Extract:
________________________________________

The Hanging Garden series also makes a concerted effort to link human time and activity to the cyclical activity of natural actors. Vacationing and spending time with one’s family, seasonal change, bird migration, and the weathering of man-made trellis work —alluded to in both titles and images in the paintings themselves—all point to how these elements large and small play off one another. A greater emphasis on this concept of shared time marks a period of transition in Riccadonna’s life from artist/teacher to mother/artist/ teacher.

In 2014 Riccadonna began work on her Puzzle series, taking inspiration from both the eponymous pastime and a particular kind of European still life known as the vanitas image. The vanitas provided an excellent link between the spiritual, natural, and human worlds in that a painting classified as such attempted to moralize through virtuoso paint handling of natural objects and phenomena. While some artists presented a realistic tableau of blatantly symbolic objects like hourglasses, snuffed candles, and human skulls to remind the pious Christian viewer of their fleeting physical existence, others chose to populate their canvases exclusively with plants, flowers, and fruit. Two of the most well known Baroque flower painters, Clara Peeters and Rachel Ruysch, gave you the bitter pill with a touch of sugar. Naturally these were cut and arranged flowers—not wild in a garden. Youthful buds and mature, bursting blooms commingled with ones beginning to wither. Sure, you had to be on the lookout for the dying stuff, but it was there. A plump, freshly cut pear might share counter space with a peach that had succumbed to rot or a hungry worm. There is no youth without age, no beauty without ugliness. First and foremost, however, came that unbelievable vibrancy and detail. The sermonizing was kept at a whisper.

Bouquet with Iris, Oil on Canvas, 11.5 x 16.5 in.As she has done before with the Garden and Hanging Garden series, Riccadonna overwhelms with information in her Puzzle paintings, depicting not just representations of the Old Masters’ works but their works as store-bought puzzles. The casual, seemingly random compositions of puzzles in mid-completion conceal a serious intention. One needn’t look long to see the density of color and line come from an enormous amount of time-consuming labor. Unlike some of her earlier works these images are a single layer with none of the overlapping of forms, yet they appear in some ways more complex due to the pronounced jigsaw lines and blank spaces that prevent the gestalt a viewer craves, as in Bouquet with Iris (see image 6). Those familiar with the vanitas source material may come to the conclusion that Riccadonna’s images are another kind of symbol: the act of contemplation itself. She has said that the works are “impossible puzzles; the endeavor of bringing order to chaos is never fully realized.”

________________________________________

Stored rows:
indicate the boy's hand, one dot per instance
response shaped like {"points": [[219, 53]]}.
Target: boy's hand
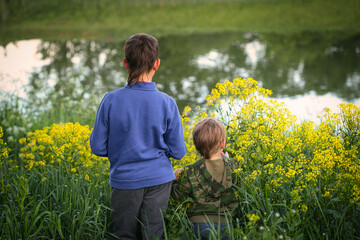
{"points": [[225, 154]]}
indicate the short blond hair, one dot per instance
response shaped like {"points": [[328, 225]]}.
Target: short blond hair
{"points": [[208, 135]]}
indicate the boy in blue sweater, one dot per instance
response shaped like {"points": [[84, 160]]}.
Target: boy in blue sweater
{"points": [[139, 128]]}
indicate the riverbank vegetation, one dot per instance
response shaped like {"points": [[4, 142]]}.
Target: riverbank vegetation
{"points": [[109, 20], [298, 180]]}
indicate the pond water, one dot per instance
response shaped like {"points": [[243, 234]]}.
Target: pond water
{"points": [[308, 71]]}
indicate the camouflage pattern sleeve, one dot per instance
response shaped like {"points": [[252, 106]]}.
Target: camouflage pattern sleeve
{"points": [[181, 188]]}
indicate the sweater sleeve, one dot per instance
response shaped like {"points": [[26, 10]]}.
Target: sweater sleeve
{"points": [[100, 133], [174, 136]]}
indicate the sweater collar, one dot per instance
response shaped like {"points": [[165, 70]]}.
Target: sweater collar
{"points": [[143, 86]]}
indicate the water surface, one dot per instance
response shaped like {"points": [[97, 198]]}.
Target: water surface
{"points": [[308, 71]]}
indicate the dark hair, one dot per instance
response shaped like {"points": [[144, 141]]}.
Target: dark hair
{"points": [[208, 135], [141, 52]]}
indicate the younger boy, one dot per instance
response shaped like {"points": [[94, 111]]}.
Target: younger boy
{"points": [[208, 181]]}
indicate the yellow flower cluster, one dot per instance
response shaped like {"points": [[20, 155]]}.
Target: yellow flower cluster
{"points": [[66, 145], [287, 156], [4, 150]]}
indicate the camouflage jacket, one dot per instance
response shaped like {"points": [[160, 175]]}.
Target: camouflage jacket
{"points": [[208, 197]]}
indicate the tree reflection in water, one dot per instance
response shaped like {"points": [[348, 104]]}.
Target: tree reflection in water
{"points": [[191, 65]]}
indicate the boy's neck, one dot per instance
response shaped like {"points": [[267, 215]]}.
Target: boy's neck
{"points": [[146, 77], [216, 155]]}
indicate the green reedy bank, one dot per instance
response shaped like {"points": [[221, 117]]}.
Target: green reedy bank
{"points": [[108, 20]]}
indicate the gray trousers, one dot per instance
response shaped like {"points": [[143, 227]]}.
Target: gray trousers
{"points": [[139, 206]]}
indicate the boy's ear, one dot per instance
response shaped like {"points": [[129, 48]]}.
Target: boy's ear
{"points": [[125, 63], [156, 64]]}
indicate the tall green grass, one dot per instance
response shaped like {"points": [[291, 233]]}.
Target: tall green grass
{"points": [[108, 20]]}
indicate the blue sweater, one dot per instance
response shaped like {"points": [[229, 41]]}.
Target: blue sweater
{"points": [[138, 128]]}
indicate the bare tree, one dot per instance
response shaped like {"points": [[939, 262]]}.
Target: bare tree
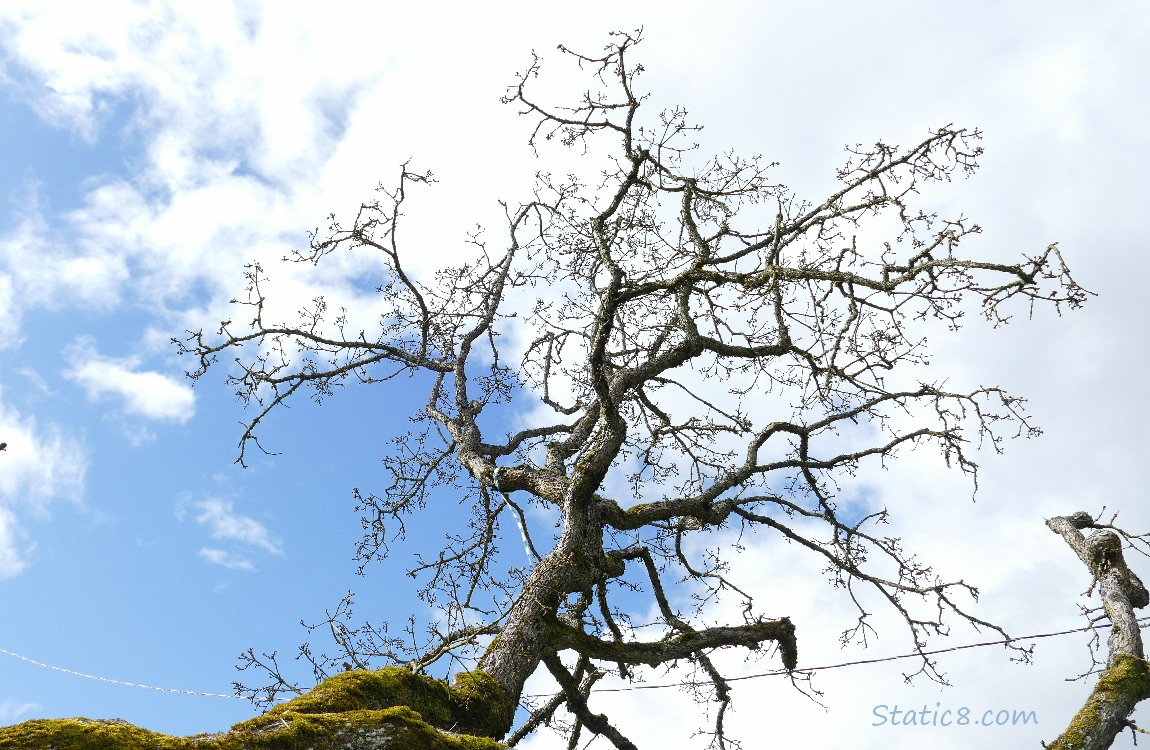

________________________________________

Set task: In the essay on Riccadonna's paintings, give the stretch from "The Hanging Garden" through "to mother/artist/ teacher." again, swapping "bird migration" for "leaf fall".

Result of this exercise:
The Hanging Garden series also makes a concerted effort to link human time and activity to the cyclical activity of natural actors. Vacationing and spending time with one’s family, seasonal change, leaf fall, and the weathering of man-made trellis work —alluded to in both titles and images in the paintings themselves—all point to how these elements large and small play off one another. A greater emphasis on this concept of shared time marks a period of transition in Riccadonna’s life from artist/teacher to mother/artist/ teacher.